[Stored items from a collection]
==*==
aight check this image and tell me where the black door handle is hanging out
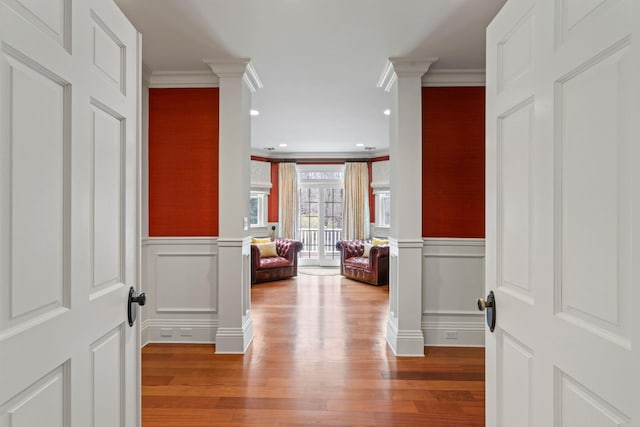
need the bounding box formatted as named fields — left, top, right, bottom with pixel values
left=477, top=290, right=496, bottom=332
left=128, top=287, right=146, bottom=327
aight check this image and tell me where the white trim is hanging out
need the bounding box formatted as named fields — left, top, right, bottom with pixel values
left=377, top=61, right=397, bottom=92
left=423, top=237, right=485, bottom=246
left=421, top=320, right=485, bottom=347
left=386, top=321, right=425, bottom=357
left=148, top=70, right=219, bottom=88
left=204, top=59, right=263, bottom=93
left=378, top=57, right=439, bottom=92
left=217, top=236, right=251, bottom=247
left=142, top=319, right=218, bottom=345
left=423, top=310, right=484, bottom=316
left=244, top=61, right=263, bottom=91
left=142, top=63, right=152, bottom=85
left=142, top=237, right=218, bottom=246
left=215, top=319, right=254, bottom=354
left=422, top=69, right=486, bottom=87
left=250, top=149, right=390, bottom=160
==*==
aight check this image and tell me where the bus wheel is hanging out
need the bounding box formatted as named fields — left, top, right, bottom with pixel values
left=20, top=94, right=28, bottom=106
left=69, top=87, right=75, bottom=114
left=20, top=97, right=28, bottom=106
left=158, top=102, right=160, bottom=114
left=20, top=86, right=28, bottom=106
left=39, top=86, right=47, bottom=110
==*==
**PROBLEM TO WORK ON**: Give again, exactly as written above, every line from the one holding "aight check this image and tell me where the black" to the one holding "aight check this image and tell me where the white", with both ends kept and the pictures left out.

**RESPONSE TO THIS EXERCISE**:
aight check this image and tell me where the black door handle is hanging out
need the bounding box formatted as named fields — left, top, right, bottom with pixel values
left=477, top=290, right=496, bottom=332
left=128, top=287, right=146, bottom=327
aight check this image and tell me where the white trim is hanging out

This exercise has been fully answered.